WHAT YOU SHOULD DO :: Pick out every line of the records that contains the word "hand" and copy each one in full. Case counts.

DATA PROVIDED ::
• • • • • • •
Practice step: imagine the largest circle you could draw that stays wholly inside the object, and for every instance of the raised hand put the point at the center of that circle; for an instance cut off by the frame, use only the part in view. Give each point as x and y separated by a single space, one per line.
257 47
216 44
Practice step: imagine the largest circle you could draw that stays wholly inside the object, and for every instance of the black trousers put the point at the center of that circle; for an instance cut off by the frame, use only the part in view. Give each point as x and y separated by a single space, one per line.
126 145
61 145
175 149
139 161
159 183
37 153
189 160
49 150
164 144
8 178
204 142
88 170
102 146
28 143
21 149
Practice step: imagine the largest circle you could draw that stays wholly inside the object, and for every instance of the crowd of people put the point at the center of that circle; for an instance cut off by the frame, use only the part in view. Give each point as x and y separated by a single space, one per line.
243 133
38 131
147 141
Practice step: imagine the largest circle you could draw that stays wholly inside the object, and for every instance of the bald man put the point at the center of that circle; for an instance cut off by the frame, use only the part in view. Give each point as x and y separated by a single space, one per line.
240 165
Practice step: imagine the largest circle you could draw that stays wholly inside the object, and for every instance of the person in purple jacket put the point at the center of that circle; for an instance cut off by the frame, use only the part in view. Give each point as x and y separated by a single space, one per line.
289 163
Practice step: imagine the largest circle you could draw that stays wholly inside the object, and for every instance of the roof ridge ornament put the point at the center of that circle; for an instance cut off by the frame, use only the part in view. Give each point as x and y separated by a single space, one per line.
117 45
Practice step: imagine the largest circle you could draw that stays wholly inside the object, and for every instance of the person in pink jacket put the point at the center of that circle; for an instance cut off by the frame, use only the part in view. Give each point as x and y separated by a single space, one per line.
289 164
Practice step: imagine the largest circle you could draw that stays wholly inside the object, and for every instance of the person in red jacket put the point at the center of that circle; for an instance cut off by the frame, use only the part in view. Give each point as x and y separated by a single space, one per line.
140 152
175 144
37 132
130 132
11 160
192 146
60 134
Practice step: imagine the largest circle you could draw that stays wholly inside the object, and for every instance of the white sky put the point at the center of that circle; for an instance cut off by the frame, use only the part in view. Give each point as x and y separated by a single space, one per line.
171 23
• • • • • • •
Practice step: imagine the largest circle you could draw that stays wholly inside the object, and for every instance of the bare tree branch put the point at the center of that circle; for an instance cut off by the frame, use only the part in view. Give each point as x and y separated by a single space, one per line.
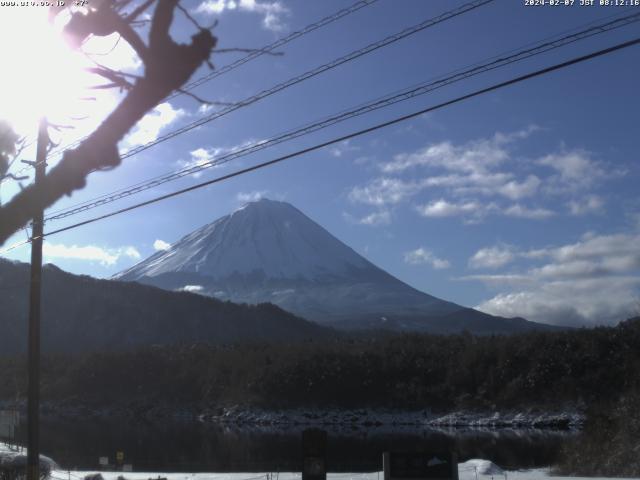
• • • • • • •
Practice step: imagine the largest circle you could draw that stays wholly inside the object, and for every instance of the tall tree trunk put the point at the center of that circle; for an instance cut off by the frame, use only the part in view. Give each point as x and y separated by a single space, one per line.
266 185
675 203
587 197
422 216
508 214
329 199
• • • • • • •
FINAL RESULT ::
Practice step: imagine the largest circle you could draw that stays wholly inside the object, and for every instance of the raised hand put the point at the center of that circle; for an instance cut off by the frame, use only the part in view. Give each point as x and y separated by a single space, one per line.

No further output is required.